■ THE REQUEST
Quote every line as written. Omit pictures.

■ INPUT MATERIAL
Start

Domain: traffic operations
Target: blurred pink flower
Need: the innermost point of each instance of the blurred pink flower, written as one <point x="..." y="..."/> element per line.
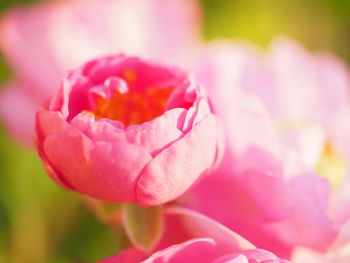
<point x="192" y="237"/>
<point x="41" y="42"/>
<point x="126" y="130"/>
<point x="284" y="115"/>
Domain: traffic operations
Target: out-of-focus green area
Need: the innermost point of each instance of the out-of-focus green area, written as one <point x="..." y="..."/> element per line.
<point x="40" y="222"/>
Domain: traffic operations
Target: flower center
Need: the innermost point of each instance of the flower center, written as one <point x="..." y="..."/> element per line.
<point x="131" y="106"/>
<point x="331" y="166"/>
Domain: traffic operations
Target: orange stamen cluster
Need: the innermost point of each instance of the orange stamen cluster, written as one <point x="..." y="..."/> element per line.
<point x="133" y="107"/>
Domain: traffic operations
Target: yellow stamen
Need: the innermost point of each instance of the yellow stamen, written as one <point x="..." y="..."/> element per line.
<point x="331" y="166"/>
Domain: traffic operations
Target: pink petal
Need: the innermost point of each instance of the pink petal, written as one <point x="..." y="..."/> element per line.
<point x="172" y="171"/>
<point x="194" y="251"/>
<point x="104" y="170"/>
<point x="157" y="134"/>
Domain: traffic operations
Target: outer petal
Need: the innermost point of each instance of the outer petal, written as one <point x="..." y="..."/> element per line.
<point x="172" y="171"/>
<point x="131" y="255"/>
<point x="158" y="133"/>
<point x="194" y="224"/>
<point x="103" y="170"/>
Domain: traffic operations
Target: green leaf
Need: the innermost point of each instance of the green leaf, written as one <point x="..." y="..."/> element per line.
<point x="143" y="225"/>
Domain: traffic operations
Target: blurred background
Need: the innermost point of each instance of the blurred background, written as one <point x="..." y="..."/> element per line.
<point x="40" y="222"/>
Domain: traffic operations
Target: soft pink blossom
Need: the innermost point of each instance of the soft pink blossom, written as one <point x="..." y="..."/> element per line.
<point x="281" y="110"/>
<point x="192" y="237"/>
<point x="42" y="41"/>
<point x="127" y="130"/>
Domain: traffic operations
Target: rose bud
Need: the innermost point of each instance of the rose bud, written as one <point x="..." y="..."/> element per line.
<point x="127" y="130"/>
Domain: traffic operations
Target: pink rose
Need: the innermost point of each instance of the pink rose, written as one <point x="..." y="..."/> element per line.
<point x="192" y="237"/>
<point x="60" y="35"/>
<point x="284" y="182"/>
<point x="127" y="130"/>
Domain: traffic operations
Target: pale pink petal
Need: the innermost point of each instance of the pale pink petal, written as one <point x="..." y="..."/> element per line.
<point x="236" y="258"/>
<point x="199" y="225"/>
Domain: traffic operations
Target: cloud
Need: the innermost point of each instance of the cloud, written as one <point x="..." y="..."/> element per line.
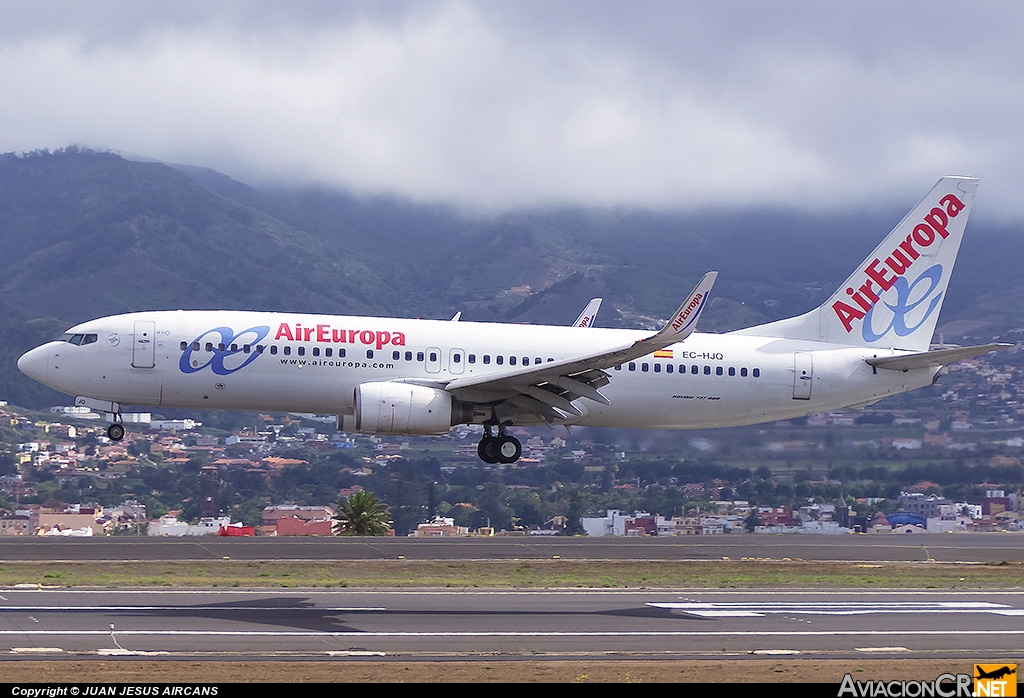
<point x="502" y="104"/>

End

■ EXERCISE OUTPUT
Domain: traffic operations
Target: blurred pink flower
Need: the innermost point of each instance of the blurred pink flower, written as one <point x="..." y="..."/> element per line.
<point x="192" y="237"/>
<point x="41" y="42"/>
<point x="126" y="130"/>
<point x="284" y="115"/>
Domain: traffic operations
Target: out-of-focus green area
Need: the innermost point of each instance of the out-of-focus green area, written as one <point x="..." y="..."/> element per line.
<point x="40" y="222"/>
Domain: traffic operations
Target: flower center
Need: the innermost point of each instance of the flower center, written as one <point x="..." y="..."/> element per line.
<point x="131" y="106"/>
<point x="331" y="166"/>
Domain: traffic operations
Target: orange stamen cluster
Need: the innermost point of each instance of the orange stamen cluster, written as one <point x="..." y="..."/> element per line.
<point x="133" y="107"/>
Domain: traffic operations
Target: yellow stamen
Need: the innermost point of each instance of the yellow stamen, written as one <point x="..." y="..."/> element per line.
<point x="331" y="166"/>
Domain: traffic operations
Target: pink petal
Need: the innermost point of each instance of the pink petal, written as one <point x="..." y="..."/> element per line.
<point x="172" y="171"/>
<point x="194" y="251"/>
<point x="104" y="170"/>
<point x="157" y="134"/>
Domain: traffic operations
Target: outer petal
Need: the innermost point of each instance of the outer petal, written as one <point x="..." y="..."/> element per line.
<point x="172" y="171"/>
<point x="131" y="255"/>
<point x="158" y="133"/>
<point x="194" y="224"/>
<point x="103" y="170"/>
Domain: traffic operations
Target: green leaf
Need: the innermost point of each instance of the green leaf, written as one <point x="..." y="..."/> element per line.
<point x="143" y="225"/>
Domain: traffic operations
Target: blurred background
Need: the innermost point of each instance of the blurred background, written as one <point x="..." y="..."/> element per line.
<point x="40" y="222"/>
Domain: traffic operations
Target: soft pink blossom
Need: the innermost point of each instance of the soft pink blossom, written as one <point x="..." y="..."/> element per line.
<point x="281" y="110"/>
<point x="192" y="237"/>
<point x="42" y="41"/>
<point x="127" y="130"/>
Domain: traffic operations
Target: rose bud
Need: the innermost point of each instance of the rose bud, written as one <point x="..." y="..."/> element per line.
<point x="127" y="130"/>
Domain: traffic operations
Target: pink rose
Need: the innermost point of each instance of the pink rose, written as one <point x="..." y="..."/> element per line.
<point x="192" y="237"/>
<point x="60" y="35"/>
<point x="284" y="182"/>
<point x="127" y="130"/>
Domain: traffic operations
Target: pale pink petal
Need: the innermost point of each instance of the pale pink petal, written as one <point x="..." y="..."/> element per line.
<point x="236" y="258"/>
<point x="199" y="225"/>
Domain: traffic operations
Target: cloud
Need: the innermost point of each instance of the cloud, written as one <point x="..." y="..."/> element per line.
<point x="502" y="104"/>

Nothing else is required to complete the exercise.